Aim of the task: Only the lines from the one that contains "Provide your image" through the last line of the data below should be duplicated, exactly and without pictures.

Exercise inputs:
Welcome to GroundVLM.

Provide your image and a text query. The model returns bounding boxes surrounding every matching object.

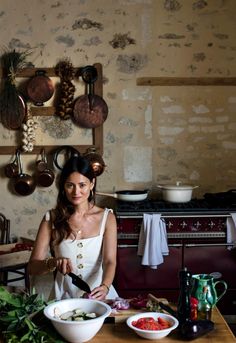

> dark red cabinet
[184,245,236,314]
[114,245,182,301]
[114,241,236,314]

Solution to the problem:
Provide your image and a text query. The model returns bounding boxes surrounding every matching object.


> dark red cabinet
[184,245,236,314]
[114,245,182,301]
[114,241,236,314]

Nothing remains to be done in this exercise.